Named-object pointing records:
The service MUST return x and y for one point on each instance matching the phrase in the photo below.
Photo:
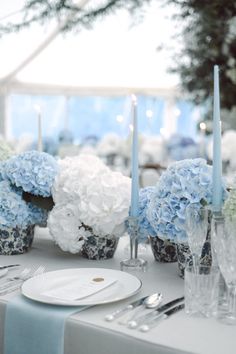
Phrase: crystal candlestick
(133, 263)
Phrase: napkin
(80, 288)
(35, 328)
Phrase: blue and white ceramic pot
(16, 240)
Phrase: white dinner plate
(125, 286)
(3, 272)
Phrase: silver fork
(11, 280)
(16, 284)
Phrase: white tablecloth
(87, 332)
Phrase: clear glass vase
(134, 262)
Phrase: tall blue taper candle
(134, 210)
(217, 160)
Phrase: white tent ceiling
(113, 57)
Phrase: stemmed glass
(225, 247)
(196, 227)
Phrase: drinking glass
(201, 290)
(196, 226)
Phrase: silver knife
(161, 316)
(9, 266)
(120, 312)
(151, 315)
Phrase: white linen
(88, 332)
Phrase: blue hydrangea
(33, 171)
(145, 229)
(13, 210)
(184, 182)
(144, 199)
(37, 216)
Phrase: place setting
(117, 189)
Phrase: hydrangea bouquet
(15, 212)
(33, 171)
(184, 182)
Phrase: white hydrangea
(89, 199)
(105, 203)
(73, 175)
(63, 224)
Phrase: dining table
(88, 332)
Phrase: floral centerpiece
(92, 203)
(5, 150)
(32, 172)
(186, 182)
(17, 220)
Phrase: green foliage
(68, 14)
(210, 38)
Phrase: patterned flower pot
(163, 250)
(16, 240)
(96, 247)
(184, 255)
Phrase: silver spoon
(151, 302)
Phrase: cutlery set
(144, 322)
(142, 314)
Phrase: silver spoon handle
(111, 317)
(134, 314)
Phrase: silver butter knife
(120, 312)
(9, 266)
(161, 316)
(134, 323)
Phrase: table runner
(35, 328)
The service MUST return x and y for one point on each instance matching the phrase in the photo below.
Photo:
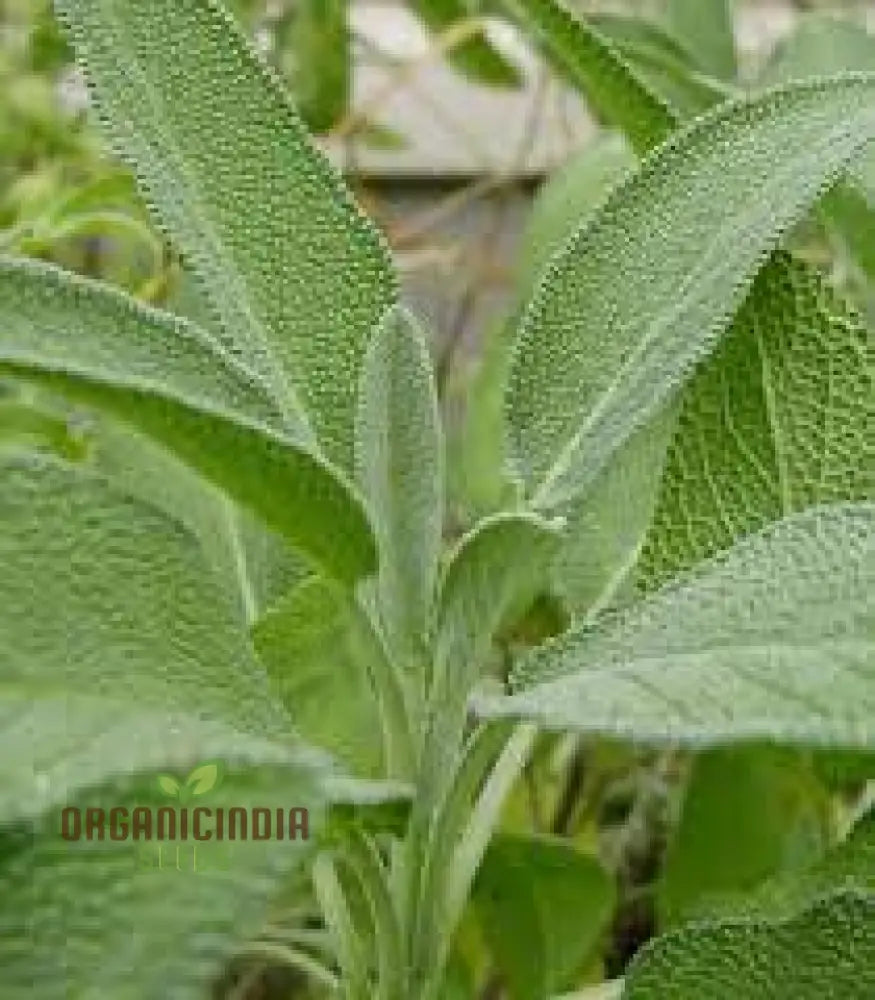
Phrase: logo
(185, 819)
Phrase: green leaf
(203, 779)
(688, 232)
(542, 906)
(498, 567)
(775, 421)
(849, 865)
(104, 595)
(771, 640)
(254, 563)
(596, 566)
(101, 918)
(474, 56)
(317, 33)
(170, 380)
(827, 949)
(169, 785)
(660, 63)
(319, 664)
(478, 483)
(749, 813)
(615, 92)
(606, 528)
(820, 45)
(400, 467)
(293, 271)
(704, 28)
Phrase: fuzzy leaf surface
(400, 468)
(98, 918)
(826, 949)
(776, 420)
(172, 381)
(293, 271)
(771, 640)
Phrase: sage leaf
(295, 274)
(613, 358)
(770, 640)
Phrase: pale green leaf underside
(317, 662)
(102, 919)
(295, 273)
(820, 45)
(825, 950)
(496, 568)
(615, 92)
(779, 418)
(704, 28)
(748, 813)
(400, 469)
(254, 563)
(103, 595)
(170, 380)
(542, 906)
(596, 356)
(773, 639)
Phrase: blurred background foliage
(640, 840)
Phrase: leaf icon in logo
(203, 779)
(169, 785)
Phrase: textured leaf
(615, 92)
(771, 640)
(497, 567)
(597, 564)
(478, 483)
(849, 865)
(318, 34)
(690, 229)
(825, 950)
(254, 564)
(101, 918)
(474, 56)
(704, 28)
(818, 46)
(542, 907)
(318, 663)
(777, 419)
(749, 813)
(173, 382)
(662, 65)
(296, 275)
(568, 199)
(105, 595)
(606, 528)
(203, 779)
(168, 784)
(400, 466)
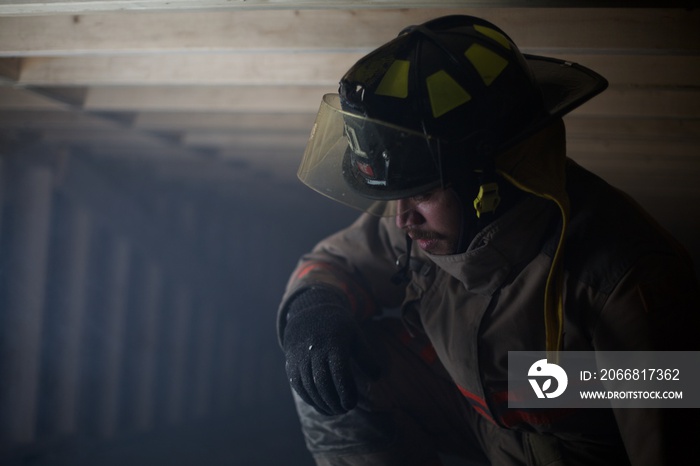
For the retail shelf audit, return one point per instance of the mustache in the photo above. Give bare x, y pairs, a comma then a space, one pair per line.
417, 234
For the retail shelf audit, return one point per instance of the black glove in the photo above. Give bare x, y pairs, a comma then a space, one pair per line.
322, 342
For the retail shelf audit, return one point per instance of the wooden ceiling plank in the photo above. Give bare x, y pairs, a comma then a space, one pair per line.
658, 129
256, 99
605, 29
259, 139
14, 98
189, 69
34, 7
644, 102
321, 68
287, 122
617, 101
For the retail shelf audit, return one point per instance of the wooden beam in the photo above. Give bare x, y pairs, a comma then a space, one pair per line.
322, 68
302, 69
256, 99
287, 122
606, 29
33, 7
14, 98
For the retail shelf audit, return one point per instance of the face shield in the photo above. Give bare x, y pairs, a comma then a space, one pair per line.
367, 164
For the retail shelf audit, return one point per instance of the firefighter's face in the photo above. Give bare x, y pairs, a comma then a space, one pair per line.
432, 220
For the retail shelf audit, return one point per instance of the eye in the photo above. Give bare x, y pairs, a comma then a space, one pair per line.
422, 197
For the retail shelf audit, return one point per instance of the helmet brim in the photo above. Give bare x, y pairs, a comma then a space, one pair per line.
564, 85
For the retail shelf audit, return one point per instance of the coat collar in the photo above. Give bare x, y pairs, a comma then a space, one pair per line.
510, 240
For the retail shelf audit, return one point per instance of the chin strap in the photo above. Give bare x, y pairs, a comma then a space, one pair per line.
403, 276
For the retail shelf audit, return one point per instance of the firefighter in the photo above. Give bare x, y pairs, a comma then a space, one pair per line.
478, 237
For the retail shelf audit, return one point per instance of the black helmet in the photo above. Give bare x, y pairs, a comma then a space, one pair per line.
441, 99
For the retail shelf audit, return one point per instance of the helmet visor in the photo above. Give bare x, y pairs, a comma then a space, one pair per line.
365, 163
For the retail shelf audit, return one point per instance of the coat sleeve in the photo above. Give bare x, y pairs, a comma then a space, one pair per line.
656, 307
358, 262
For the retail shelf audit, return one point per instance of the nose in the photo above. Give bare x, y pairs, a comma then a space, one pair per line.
406, 214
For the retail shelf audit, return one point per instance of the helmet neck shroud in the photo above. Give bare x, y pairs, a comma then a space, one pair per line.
458, 81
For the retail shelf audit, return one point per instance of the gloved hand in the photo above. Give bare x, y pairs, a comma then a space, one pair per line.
322, 343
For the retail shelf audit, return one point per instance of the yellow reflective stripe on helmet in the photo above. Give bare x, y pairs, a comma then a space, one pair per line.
445, 93
493, 34
488, 64
395, 81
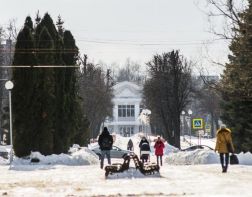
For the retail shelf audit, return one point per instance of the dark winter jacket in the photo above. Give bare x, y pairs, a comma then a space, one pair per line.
223, 137
159, 148
105, 137
130, 144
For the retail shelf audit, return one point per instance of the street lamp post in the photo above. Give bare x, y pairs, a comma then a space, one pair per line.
9, 85
190, 119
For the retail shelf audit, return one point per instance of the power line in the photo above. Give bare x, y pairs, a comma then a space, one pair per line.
40, 66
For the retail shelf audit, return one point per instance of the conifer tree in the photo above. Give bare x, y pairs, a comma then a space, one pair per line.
236, 84
47, 110
23, 91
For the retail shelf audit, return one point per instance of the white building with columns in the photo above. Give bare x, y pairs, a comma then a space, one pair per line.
127, 108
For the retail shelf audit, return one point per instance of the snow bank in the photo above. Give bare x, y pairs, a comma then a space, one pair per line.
203, 157
245, 158
79, 156
192, 157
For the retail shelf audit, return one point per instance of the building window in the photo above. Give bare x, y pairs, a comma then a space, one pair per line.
126, 110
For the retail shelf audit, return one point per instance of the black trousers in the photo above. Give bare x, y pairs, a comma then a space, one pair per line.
224, 159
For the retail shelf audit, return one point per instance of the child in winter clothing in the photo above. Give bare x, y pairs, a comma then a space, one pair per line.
159, 150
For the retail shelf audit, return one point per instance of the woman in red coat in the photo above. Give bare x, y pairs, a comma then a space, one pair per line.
159, 150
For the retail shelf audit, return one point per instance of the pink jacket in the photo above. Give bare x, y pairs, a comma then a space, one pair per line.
159, 148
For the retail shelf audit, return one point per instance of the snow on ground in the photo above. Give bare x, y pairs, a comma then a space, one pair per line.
182, 180
78, 174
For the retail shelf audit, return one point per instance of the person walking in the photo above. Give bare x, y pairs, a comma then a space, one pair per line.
144, 149
105, 142
224, 146
159, 150
130, 145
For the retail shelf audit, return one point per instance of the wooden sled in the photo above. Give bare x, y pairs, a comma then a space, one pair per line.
146, 169
118, 167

- _Exercise requirements_
Give again the lines from the line holding "of the woman" through the close of the listing, both included, exactly as written and with nothing else.

- _The response_
For the retail shelf audit, return one point per instance of the woman in red coat in the photo above. Give bare x, y pairs, a comma then a space, one pair per line.
159, 150
For the retail shelf audit, return one point per instance of the pink jacket in the photo above. Give bare x, y pairs, a comma then a space, one pair per line.
159, 148
For the retail shelf audit, return one point per instance of the snow on ground in the photo above. Give bare x, y pairs, a comma then a space, one pair per line.
182, 180
78, 174
For the retail shelf audit, return one point per instance of the person walking in the photo above. Give bare x, y pairs, a comma then a space, one pair per line.
144, 149
105, 142
224, 146
159, 150
130, 145
For the retail shelf audit, return one point per instance of the wooden sled in the photo above. Give bare x, y pairs, a comma then a space, one pair per line.
146, 169
118, 167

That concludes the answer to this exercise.